→ **Point-per-instance localization data**
---+---

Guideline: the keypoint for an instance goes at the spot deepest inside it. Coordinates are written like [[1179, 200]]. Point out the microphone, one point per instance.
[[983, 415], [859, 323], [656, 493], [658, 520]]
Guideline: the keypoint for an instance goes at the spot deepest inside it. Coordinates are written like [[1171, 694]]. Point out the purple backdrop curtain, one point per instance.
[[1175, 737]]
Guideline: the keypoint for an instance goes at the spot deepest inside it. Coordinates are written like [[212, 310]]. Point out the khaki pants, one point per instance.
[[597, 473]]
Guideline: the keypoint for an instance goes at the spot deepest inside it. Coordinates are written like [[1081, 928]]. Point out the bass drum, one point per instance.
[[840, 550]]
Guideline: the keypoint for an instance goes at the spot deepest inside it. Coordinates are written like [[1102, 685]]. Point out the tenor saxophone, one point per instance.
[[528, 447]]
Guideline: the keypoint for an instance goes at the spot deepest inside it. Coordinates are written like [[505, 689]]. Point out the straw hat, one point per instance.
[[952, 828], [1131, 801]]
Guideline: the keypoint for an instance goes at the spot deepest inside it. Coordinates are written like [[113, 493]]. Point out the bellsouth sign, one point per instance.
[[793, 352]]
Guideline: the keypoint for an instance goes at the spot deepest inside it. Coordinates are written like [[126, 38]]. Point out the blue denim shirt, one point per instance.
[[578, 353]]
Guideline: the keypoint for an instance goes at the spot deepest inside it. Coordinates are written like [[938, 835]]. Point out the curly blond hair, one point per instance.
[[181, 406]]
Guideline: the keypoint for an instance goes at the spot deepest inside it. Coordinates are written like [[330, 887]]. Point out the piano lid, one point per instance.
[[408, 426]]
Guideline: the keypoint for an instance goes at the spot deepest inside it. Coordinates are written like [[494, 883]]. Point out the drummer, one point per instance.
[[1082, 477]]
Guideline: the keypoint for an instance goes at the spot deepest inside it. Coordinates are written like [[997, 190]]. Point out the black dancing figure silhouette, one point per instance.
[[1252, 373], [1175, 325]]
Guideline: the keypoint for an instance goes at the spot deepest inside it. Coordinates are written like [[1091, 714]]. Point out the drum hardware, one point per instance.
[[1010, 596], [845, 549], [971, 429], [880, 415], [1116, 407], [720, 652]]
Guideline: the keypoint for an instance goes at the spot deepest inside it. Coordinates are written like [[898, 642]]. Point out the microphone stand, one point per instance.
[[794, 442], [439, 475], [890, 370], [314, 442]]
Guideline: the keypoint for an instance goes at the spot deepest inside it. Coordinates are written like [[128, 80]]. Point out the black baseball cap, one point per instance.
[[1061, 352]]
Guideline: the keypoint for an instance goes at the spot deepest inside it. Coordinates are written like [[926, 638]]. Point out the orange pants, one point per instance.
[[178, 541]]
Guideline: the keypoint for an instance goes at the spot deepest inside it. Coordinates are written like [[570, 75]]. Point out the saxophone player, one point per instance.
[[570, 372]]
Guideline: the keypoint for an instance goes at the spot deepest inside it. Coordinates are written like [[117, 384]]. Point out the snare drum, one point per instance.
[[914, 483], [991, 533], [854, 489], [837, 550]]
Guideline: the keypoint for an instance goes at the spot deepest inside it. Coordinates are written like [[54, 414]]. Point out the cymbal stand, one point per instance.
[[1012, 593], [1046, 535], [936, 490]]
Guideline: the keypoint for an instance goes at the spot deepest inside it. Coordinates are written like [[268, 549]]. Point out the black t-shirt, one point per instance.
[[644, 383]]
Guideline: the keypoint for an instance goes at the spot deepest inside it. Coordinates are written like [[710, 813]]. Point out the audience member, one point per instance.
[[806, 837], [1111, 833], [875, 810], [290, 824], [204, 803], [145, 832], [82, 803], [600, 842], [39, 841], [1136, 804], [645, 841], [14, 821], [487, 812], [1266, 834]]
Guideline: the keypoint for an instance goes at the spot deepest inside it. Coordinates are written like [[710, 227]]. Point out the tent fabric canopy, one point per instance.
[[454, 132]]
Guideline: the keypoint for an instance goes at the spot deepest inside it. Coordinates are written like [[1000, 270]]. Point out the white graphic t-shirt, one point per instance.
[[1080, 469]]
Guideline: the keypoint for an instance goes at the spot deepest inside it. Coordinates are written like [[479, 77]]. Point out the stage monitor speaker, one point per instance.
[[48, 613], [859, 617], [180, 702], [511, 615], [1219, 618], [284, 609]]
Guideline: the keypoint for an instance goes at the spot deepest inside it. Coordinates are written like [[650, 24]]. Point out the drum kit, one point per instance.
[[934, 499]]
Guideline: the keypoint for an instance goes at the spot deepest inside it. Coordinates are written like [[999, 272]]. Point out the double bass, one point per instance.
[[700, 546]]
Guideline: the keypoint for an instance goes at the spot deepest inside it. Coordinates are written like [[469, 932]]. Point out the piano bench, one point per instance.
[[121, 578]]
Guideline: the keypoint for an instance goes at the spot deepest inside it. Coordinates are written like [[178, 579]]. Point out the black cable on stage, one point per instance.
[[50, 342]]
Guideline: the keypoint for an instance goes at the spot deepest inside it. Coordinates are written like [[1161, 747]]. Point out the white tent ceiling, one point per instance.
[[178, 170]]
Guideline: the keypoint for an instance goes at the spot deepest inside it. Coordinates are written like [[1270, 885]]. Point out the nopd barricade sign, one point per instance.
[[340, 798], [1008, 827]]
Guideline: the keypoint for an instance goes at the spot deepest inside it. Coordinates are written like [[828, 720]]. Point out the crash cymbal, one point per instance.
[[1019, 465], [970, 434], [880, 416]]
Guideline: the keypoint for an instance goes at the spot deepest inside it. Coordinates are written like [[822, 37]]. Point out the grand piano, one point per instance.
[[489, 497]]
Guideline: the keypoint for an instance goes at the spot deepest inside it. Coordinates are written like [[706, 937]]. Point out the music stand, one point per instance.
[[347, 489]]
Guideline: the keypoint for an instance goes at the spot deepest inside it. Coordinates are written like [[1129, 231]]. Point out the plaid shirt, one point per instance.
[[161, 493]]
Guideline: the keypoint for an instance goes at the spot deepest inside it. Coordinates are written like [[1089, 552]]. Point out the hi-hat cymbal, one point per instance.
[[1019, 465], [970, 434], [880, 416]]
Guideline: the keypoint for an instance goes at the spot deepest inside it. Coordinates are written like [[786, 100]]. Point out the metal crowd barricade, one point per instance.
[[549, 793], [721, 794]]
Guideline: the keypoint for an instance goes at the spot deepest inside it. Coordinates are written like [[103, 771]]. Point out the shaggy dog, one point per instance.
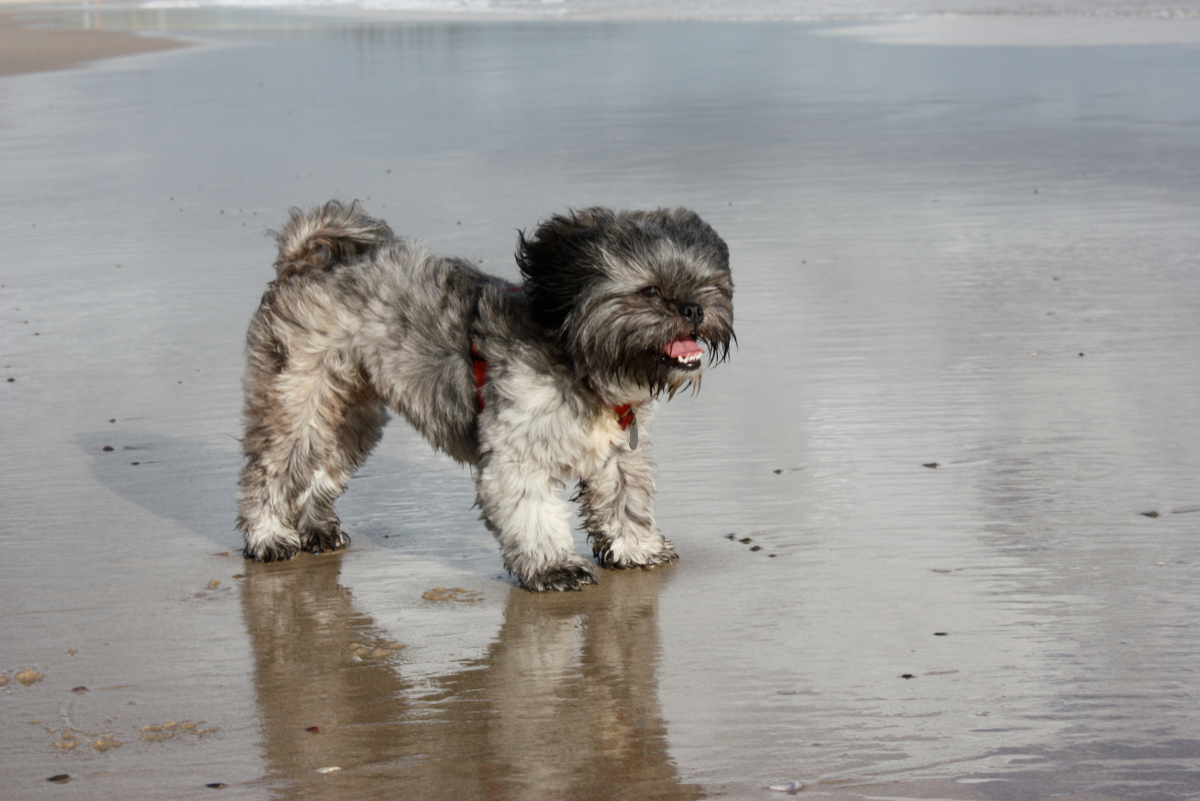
[[533, 385]]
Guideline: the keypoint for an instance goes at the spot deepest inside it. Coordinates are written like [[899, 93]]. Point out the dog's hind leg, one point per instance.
[[617, 503], [307, 429], [357, 419]]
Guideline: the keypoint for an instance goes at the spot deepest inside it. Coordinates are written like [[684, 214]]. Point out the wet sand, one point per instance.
[[982, 259]]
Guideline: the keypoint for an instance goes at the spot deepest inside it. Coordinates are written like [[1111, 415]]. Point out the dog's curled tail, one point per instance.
[[335, 232]]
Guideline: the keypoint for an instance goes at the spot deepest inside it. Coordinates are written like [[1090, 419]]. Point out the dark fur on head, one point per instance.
[[618, 287]]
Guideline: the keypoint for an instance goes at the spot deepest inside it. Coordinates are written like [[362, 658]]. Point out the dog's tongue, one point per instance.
[[683, 348]]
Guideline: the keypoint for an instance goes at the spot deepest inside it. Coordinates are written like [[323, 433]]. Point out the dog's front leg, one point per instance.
[[521, 506], [617, 503]]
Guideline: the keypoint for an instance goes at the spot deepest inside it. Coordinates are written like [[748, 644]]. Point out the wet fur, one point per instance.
[[359, 321]]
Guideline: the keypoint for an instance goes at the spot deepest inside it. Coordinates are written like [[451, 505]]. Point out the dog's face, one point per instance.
[[633, 295]]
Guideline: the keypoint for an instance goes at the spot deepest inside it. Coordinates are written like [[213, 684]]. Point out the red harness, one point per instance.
[[624, 411]]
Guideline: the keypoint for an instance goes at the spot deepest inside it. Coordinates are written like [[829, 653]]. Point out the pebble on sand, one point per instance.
[[28, 676], [787, 787]]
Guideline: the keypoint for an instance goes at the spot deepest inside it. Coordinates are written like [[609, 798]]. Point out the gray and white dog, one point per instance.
[[534, 385]]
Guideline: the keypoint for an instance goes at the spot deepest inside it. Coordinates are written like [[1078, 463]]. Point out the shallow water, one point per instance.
[[979, 258]]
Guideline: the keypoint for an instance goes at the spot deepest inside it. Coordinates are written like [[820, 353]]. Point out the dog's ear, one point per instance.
[[559, 262]]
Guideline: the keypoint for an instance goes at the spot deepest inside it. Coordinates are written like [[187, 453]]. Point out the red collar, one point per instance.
[[624, 411]]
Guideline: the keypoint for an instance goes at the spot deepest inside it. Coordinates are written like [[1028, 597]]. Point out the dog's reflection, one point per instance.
[[564, 705]]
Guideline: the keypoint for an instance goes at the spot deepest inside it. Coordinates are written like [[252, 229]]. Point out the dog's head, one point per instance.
[[631, 295]]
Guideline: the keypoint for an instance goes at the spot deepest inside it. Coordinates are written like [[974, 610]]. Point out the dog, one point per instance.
[[532, 385]]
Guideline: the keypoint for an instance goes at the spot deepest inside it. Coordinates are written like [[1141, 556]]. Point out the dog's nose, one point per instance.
[[693, 312]]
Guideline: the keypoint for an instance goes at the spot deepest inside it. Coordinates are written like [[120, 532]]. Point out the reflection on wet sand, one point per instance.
[[564, 705]]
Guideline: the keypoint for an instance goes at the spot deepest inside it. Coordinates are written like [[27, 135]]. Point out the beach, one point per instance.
[[937, 516]]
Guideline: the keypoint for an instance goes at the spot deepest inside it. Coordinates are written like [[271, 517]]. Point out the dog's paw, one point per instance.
[[623, 554], [319, 541], [570, 577], [274, 552]]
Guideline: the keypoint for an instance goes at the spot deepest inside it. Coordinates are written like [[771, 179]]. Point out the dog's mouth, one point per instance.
[[683, 354]]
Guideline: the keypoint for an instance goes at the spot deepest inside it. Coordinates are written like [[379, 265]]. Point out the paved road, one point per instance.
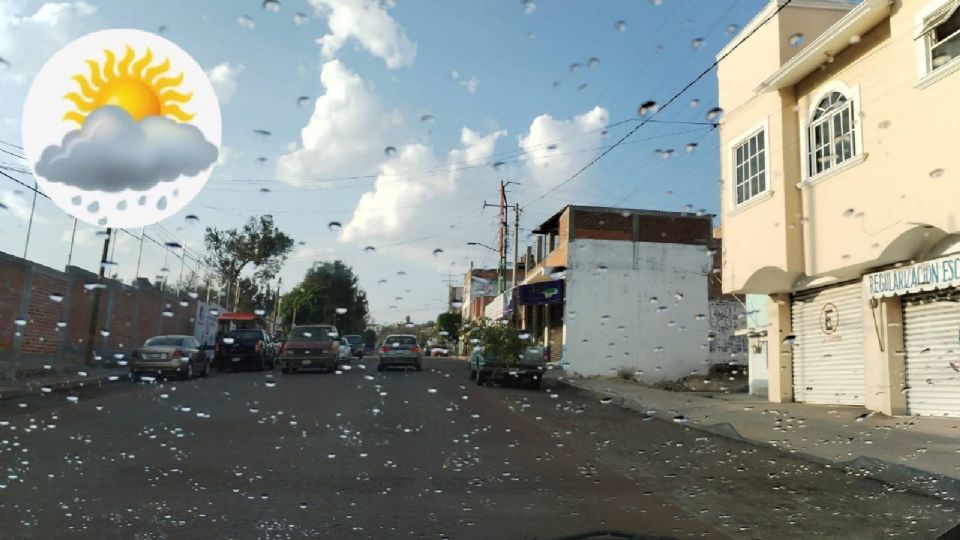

---+---

→ **How to complete this task**
Copy exactly the lines that run from the one containing "dog's head, one point per instance." to the last line of the records, both included, and leave out every picture.

→ **Written response**
Guideline: the keypoint for an instance goes at the spot deepest inside it. Coordinates are written like [[252, 229]]. Point out the dog's head, one point per instance.
[[631, 295]]
Guideline: the keypoint for an instance goes at the spot deepest inside it. Coordinates are written like [[974, 610]]. Point out the dog, one point per instance.
[[532, 385]]
Guideline: the keypoint for an instance goes at the spot deepest inside it. Coordinates are written like [[1141, 556]]. Point out the dog's nose, one point per instance.
[[693, 312]]
Guideline: the keypoint for an instance goes at the spot deepest inside it. Coordinates are written like [[120, 532]]. Point out the reflection on wet sand, one point per instance.
[[564, 705]]
Guideline: the keypoint for an instance goes at the spot deepest inside it. Coordinates are written like [[27, 135]]. Point out the beach, one point per instance.
[[937, 516]]
Guideline: the keypoint for an instance goes at the spot deepest inside it. Coordinates are written like [[271, 517]]. Point out the dog's paw, one point per instance.
[[623, 554], [319, 541], [570, 577], [274, 552]]
Guideline: the keypoint for an instance goes at the spot deepest inside it. Coordinates are written like [[771, 179]]. Point out the dog's mouth, one point per instance.
[[683, 354]]
Guideline: the keypoint for an instance goes at the spot deepest inside it. Coordinates are written like [[379, 265]]. Point out the paved road, one point per instance.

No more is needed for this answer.